> **What the task requires**
Every line below must be given again exactly.

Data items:

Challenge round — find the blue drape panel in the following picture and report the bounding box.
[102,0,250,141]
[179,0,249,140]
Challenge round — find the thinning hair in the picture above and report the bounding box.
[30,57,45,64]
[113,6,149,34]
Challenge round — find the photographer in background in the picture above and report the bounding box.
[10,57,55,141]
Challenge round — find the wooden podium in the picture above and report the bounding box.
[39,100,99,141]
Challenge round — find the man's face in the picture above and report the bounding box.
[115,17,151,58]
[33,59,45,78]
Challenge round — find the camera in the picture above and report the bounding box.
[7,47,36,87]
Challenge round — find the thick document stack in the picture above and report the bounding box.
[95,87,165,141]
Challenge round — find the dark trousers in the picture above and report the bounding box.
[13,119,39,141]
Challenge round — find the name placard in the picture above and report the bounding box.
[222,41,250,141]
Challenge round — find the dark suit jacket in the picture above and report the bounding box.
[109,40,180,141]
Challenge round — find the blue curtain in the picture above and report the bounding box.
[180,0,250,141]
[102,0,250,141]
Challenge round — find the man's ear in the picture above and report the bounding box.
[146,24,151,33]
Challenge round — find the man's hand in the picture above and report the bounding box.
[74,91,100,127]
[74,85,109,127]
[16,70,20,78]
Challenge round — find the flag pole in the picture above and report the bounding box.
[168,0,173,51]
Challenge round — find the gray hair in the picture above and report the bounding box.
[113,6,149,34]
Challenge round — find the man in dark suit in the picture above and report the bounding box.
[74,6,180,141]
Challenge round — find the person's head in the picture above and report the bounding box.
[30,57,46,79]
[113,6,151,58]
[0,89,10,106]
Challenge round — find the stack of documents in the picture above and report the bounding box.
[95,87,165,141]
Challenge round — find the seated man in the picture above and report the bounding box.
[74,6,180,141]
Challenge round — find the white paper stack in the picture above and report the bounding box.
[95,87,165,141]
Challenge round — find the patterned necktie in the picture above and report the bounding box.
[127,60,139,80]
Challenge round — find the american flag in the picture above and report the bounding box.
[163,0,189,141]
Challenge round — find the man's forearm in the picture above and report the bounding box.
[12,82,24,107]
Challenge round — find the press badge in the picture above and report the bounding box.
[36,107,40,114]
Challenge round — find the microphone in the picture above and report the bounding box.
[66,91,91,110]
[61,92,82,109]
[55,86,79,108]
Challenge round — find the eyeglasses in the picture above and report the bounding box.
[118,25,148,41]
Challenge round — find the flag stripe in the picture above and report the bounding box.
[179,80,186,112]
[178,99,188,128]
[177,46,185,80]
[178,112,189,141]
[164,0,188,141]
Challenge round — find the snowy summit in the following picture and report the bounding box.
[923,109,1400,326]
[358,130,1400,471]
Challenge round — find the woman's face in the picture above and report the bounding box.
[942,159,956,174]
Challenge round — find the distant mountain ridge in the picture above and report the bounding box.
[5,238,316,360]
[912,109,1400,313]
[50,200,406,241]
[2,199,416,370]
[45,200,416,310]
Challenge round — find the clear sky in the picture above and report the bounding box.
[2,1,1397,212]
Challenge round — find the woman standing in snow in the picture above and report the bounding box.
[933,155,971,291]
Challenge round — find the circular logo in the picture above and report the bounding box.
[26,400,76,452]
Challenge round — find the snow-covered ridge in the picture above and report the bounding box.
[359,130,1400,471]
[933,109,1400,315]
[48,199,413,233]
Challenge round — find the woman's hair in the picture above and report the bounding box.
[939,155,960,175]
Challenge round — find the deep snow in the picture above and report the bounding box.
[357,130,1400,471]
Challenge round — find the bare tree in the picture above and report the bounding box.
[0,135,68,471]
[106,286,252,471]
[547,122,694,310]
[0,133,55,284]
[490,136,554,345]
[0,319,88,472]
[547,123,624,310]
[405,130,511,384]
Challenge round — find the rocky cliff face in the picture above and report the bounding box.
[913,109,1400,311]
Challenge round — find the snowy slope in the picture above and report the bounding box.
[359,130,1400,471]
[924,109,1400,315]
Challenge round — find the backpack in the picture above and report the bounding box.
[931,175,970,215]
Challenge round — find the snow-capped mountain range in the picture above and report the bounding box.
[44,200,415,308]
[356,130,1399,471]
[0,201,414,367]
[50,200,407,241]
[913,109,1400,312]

> **Answer below**
Challenge round — find the blue drape panel in the following picture and report the bounding box.
[102,0,250,141]
[179,0,249,140]
Challenge round — find the thinning hair in the picture above and report the bounding box.
[30,57,45,64]
[113,6,149,34]
Challenge round — find the photographer in background in the picture above and report the bounding box.
[10,57,55,141]
Challenge round — find the wooden podium in the picture above and report the bounding box.
[39,100,99,141]
Challenge round — find the man's face in the picture above and report the bounding box.
[115,17,151,58]
[33,59,45,78]
Challenge round — find the camera in the picture above and report the bounding box.
[7,47,36,87]
Challenge round — find the thick document stack in the picture above and report the bounding box.
[95,87,165,141]
Challenge round — find the dark trousers in the picture above and report the bounding box.
[13,119,39,141]
Challenge round — find the name placard in the picture above and report the bounding box.
[222,41,250,141]
Challenge round — find the dark suit jacket in the picture above and report the bounding box.
[109,40,180,141]
Challenge round — find the blue curtain in the picture above and report the bounding box.
[180,0,250,141]
[102,0,250,141]
Challenge round — find the man's ear in the picture above and report the bounding box.
[146,24,151,33]
Challenge round — find the man's hand in the picture above and report the bounding box.
[74,91,100,127]
[74,85,109,127]
[16,70,20,78]
Challenge round — find the flag pole in the picture above and report the bounding box.
[168,0,173,51]
Challenge round — find the gray hair in the picture above and report the bounding box.
[113,6,149,34]
Challenge round — find the man in dark suit in the picture above and report the bounding box.
[74,6,180,141]
Challenge round — find the person's head in the picture above and report the bounding box.
[30,57,46,79]
[113,6,151,58]
[0,89,10,106]
Challenge round — find the stack of documents in the picture above and report the bounding box.
[95,87,165,141]
Challenge round — find the seated man in the picture above and report the bounding box.
[74,6,180,141]
Challenge round — find the white paper stack in the picture above and report the bounding box.
[95,87,165,141]
Challenge round — find the patterned necktie in the picture above and report the bounding box.
[127,60,139,80]
Challenge round — find the american flag in the picture above and report the bounding box.
[163,0,189,141]
Challenge round — find the man's forearm in the picture above and report the bounding box.
[12,82,24,107]
Challenge round — find the press badge in the picture above and report the bounding box.
[36,107,40,114]
Challenge round — find the microphone in the picture above and report the bounding box.
[66,91,91,110]
[61,92,82,109]
[55,86,79,108]
Challenge round — find the eyeglasses in the picture above and report the bounding box.
[118,25,148,41]
Challenge round — find the flag stripe in the picture above and report the bounding box.
[179,80,186,112]
[178,99,188,128]
[177,46,185,80]
[178,112,189,141]
[164,0,188,141]
Challenge round — find the snowy summit in the following picture and report the bounding box.
[923,109,1400,326]
[358,130,1400,471]
Challenge round — find the woman's face in the picture above and report the bounding box.
[942,159,956,174]
Challenge round — find the distant mountain ridge in the picture above and report the bounding box.
[5,238,316,360]
[912,109,1400,313]
[50,200,406,241]
[2,199,416,370]
[45,200,416,310]
Challenge round — find the clear sky in the picture above and report the bounding box.
[2,1,1397,212]
Challenge round — find the woman standing in snow in the picture above and report the bounding box.
[933,155,971,291]
Challenge round — find the circular logo in the picture above and report the bounding box.
[26,400,76,452]
Challenge round — find the snow-covered ridge in the picture above and report the bounding box.
[359,130,1400,471]
[933,109,1400,315]
[48,199,413,233]
Challenge round — find the woman's hair in the picture above and report the bounding box.
[939,155,960,175]
Challenge round — find the deep snow in the picture above and report the bounding box.
[357,130,1400,471]
Challenge round — find the bare tree in the picture above and report the bounding box.
[0,135,68,471]
[106,286,252,471]
[547,122,694,310]
[0,133,55,284]
[490,136,554,345]
[0,319,88,472]
[547,123,624,310]
[405,130,511,384]
Challenge round — find the rocky cliff face in the picture above and report the bounding box.
[913,109,1400,311]
Challenge round — find the snowy slope in the picture above and report the bounding box.
[359,130,1400,471]
[924,109,1400,315]
Challenge round — find the backpack in the picture above and report the bounding box.
[931,175,970,215]
Challenge round — find the snow-capped mountain range in the picture above and report the bounding box.
[44,200,415,308]
[356,130,1399,471]
[0,201,414,367]
[50,200,407,241]
[913,109,1400,312]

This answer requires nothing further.